[Opening Given entries section]
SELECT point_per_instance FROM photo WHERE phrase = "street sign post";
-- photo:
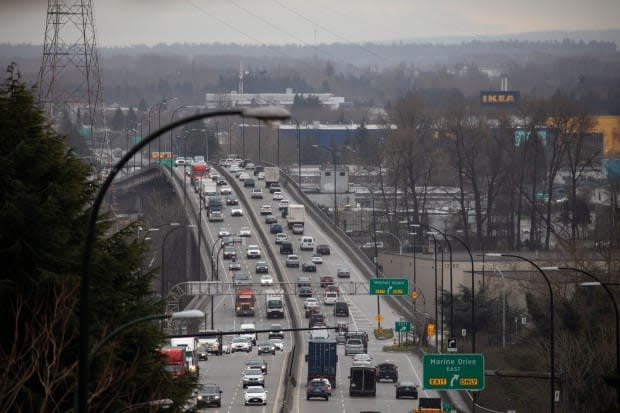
(453, 371)
(402, 326)
(388, 286)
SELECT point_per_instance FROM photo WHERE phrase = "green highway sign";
(388, 286)
(402, 326)
(453, 371)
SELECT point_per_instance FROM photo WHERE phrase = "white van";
(307, 243)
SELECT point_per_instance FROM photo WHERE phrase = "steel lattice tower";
(69, 75)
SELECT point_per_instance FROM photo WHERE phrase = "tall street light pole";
(264, 113)
(552, 331)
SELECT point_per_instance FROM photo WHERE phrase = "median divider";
(290, 381)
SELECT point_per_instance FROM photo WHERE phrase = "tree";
(46, 192)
[Closing Given entries section]
Exclude every picture, then reproduce the remaining data character for character.

SELECT point_per_instance FROM photo WHERE phrase = "street sign post";
-- photo:
(453, 371)
(402, 326)
(388, 286)
SELECT point_per_instance FROM photo WHERE phrase = "green highway sign";
(388, 286)
(402, 326)
(453, 371)
SELECT point_per_instance FROM photo WHERE phrase = "white van";
(307, 243)
SELECT point_per_instance FROM photo WHERE phrase = "steel lattice tower";
(69, 75)
SELECT point_per_instance FROM photo WHERE phrase = "tall street light pole";
(264, 113)
(552, 331)
SELECT point_per_instance FROM photo WHERE phrase = "median divider";
(290, 381)
SELECT point_per_instance FROM photo WHERE phrase = "tree";
(46, 192)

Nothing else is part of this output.